▸ **Material for the task**:
>>>
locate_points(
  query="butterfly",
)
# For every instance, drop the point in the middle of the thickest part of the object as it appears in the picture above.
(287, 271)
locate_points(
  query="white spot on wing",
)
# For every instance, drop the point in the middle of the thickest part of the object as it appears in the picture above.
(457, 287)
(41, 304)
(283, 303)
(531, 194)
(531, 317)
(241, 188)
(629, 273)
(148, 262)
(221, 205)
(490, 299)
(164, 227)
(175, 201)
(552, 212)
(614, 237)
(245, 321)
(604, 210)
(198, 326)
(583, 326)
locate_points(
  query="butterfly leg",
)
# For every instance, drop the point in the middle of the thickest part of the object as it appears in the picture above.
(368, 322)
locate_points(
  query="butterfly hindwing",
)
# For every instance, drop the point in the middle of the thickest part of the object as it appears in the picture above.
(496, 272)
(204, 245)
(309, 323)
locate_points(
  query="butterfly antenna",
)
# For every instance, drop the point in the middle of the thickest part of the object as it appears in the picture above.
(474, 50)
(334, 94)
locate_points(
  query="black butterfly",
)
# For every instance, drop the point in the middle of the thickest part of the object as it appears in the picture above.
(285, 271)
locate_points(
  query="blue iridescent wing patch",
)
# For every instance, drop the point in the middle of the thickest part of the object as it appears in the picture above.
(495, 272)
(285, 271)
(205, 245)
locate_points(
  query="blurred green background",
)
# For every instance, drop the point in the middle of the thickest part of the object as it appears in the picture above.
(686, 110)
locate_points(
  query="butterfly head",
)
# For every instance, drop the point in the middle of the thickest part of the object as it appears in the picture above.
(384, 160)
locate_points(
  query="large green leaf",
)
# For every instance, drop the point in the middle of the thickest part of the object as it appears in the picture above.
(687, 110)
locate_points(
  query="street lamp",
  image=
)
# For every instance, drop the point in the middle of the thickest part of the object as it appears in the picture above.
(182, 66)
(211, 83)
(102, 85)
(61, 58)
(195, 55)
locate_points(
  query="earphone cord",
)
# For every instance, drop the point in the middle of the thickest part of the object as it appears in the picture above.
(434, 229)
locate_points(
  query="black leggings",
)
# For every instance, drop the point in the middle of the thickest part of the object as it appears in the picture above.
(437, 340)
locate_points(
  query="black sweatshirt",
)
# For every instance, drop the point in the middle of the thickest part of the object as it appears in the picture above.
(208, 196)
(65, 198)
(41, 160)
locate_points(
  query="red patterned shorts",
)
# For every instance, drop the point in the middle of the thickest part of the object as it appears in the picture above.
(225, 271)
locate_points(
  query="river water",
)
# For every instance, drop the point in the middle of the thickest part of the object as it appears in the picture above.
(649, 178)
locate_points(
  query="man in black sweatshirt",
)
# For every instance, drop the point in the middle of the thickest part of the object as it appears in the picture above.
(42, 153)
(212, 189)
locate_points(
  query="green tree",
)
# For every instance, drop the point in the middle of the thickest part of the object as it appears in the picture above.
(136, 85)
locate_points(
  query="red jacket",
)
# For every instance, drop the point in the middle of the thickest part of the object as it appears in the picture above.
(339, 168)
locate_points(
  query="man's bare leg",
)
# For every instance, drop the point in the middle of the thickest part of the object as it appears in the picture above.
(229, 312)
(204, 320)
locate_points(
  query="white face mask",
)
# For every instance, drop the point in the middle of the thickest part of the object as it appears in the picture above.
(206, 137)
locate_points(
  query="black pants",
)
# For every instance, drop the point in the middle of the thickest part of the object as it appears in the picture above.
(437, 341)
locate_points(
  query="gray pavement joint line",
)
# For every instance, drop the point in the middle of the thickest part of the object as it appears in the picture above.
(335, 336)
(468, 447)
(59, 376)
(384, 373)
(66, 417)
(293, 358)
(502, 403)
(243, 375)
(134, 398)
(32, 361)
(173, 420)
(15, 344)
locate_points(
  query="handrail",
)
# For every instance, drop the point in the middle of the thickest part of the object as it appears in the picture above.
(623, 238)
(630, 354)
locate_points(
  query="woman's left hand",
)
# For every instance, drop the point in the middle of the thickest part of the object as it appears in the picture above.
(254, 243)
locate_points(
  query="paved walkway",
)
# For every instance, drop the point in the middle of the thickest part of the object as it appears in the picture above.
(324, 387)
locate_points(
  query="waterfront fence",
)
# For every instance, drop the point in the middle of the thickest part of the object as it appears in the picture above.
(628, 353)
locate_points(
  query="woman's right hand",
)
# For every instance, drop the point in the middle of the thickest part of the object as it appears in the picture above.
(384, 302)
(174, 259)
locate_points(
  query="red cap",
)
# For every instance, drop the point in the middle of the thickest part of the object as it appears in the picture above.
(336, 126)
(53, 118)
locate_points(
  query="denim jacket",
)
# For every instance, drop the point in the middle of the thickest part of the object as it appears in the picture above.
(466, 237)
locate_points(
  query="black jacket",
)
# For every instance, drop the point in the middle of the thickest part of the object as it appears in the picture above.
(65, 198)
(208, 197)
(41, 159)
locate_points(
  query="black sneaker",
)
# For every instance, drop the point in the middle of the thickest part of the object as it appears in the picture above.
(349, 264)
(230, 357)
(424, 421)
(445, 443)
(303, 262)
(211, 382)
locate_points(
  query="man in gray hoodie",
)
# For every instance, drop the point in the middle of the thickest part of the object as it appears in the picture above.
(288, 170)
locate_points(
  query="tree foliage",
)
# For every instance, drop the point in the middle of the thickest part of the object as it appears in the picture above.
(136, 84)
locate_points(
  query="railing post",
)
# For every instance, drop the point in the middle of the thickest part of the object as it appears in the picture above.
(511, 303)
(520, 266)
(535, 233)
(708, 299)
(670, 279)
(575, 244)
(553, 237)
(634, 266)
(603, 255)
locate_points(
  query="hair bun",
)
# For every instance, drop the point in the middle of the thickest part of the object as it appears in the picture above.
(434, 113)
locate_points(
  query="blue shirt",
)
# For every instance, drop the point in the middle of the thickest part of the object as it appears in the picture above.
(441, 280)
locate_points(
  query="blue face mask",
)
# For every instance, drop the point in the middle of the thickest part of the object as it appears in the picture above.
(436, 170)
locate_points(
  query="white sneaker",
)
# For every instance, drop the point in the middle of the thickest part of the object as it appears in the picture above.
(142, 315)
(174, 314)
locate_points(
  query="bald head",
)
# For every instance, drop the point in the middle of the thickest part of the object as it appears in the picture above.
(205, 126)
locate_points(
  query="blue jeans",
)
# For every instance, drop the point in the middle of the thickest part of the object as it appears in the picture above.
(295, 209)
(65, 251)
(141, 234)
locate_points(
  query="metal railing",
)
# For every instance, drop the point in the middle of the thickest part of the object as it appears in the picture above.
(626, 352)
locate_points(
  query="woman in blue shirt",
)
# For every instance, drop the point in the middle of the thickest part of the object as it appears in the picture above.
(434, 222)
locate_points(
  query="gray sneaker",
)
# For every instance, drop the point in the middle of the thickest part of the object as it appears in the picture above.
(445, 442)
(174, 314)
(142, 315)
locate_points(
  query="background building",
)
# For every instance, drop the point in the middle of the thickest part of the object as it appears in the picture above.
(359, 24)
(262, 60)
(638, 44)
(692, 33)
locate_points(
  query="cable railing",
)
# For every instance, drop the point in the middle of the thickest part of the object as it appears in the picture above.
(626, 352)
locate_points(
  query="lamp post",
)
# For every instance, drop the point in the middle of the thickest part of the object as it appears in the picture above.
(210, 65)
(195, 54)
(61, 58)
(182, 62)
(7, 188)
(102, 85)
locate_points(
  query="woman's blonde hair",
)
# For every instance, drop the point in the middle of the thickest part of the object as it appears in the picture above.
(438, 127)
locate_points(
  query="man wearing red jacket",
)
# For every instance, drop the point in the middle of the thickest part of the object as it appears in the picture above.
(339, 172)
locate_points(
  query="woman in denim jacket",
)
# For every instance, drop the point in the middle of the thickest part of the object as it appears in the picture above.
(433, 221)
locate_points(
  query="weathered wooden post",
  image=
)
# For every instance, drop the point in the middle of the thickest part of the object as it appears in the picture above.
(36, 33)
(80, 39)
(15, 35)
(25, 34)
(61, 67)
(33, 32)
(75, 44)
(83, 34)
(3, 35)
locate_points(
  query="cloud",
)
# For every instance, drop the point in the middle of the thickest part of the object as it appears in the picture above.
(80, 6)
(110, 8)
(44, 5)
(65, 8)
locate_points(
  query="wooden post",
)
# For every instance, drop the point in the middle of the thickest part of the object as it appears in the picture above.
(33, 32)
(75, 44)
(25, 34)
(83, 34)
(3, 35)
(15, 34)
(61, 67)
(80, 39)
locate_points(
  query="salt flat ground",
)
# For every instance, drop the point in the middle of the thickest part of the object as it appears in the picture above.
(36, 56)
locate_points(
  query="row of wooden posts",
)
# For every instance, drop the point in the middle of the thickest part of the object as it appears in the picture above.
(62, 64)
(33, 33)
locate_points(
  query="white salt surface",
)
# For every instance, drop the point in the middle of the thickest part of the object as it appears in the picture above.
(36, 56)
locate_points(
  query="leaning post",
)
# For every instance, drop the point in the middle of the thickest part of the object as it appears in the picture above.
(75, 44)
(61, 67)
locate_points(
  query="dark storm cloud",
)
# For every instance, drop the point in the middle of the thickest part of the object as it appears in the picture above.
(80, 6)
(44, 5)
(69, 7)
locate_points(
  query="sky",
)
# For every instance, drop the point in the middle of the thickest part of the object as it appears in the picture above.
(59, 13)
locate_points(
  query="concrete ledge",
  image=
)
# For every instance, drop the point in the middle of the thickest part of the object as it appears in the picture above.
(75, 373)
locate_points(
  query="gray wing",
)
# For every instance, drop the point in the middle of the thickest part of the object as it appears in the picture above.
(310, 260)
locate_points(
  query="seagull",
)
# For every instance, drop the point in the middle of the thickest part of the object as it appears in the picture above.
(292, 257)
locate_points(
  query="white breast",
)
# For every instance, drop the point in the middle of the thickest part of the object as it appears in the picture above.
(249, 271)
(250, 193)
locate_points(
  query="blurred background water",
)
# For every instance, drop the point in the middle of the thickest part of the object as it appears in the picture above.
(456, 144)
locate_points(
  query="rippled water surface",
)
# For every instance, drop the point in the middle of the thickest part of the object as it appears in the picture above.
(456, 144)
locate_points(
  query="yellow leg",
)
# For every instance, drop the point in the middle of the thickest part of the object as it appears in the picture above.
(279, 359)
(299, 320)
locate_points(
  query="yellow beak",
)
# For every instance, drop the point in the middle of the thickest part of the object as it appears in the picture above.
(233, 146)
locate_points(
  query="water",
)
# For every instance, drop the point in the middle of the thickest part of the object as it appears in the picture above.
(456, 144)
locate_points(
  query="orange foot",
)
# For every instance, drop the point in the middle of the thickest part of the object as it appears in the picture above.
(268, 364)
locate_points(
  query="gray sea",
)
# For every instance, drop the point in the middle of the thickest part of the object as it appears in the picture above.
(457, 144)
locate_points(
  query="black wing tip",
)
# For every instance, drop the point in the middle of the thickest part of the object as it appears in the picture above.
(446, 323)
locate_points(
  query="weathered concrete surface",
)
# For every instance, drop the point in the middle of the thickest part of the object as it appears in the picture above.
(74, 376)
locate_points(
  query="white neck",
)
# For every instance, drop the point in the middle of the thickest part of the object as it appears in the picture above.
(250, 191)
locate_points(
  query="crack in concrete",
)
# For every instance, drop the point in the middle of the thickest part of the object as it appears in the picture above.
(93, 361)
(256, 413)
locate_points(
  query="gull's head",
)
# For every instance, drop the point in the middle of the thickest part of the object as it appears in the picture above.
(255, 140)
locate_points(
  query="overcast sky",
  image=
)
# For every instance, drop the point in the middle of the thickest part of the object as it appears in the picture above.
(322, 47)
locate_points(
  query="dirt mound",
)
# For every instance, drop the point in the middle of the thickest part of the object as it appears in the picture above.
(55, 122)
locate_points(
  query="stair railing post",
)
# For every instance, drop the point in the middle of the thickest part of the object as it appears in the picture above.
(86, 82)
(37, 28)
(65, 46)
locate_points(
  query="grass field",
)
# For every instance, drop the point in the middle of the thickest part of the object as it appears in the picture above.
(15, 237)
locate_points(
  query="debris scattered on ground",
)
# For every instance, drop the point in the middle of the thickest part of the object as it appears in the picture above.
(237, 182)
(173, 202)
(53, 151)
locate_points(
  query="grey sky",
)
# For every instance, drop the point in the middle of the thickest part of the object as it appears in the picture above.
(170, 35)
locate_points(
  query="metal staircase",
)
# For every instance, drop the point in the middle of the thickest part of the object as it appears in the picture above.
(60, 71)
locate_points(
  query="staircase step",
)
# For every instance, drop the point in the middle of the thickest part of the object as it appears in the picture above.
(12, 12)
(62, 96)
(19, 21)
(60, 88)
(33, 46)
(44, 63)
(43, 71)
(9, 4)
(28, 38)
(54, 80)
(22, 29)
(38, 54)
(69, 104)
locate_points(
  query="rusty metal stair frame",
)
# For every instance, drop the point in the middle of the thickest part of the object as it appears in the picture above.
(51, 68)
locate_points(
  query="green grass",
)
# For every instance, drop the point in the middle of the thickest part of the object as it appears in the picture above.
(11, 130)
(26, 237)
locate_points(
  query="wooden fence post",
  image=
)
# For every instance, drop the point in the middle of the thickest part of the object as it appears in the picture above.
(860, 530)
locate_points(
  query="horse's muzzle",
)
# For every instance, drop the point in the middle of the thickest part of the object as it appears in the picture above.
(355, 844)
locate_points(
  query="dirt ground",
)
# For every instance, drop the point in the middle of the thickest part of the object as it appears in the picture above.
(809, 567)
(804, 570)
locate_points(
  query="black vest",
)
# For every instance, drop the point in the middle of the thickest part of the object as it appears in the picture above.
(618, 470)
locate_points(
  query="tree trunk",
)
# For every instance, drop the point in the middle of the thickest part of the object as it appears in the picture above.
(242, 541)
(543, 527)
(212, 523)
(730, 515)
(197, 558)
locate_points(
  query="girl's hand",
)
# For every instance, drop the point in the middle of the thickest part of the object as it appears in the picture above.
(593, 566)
<<<
▸ **Written problem**:
How many lines of the entries above contain the string "sweatshirt"? Reply with the number alone.

▸ **Reply**:
2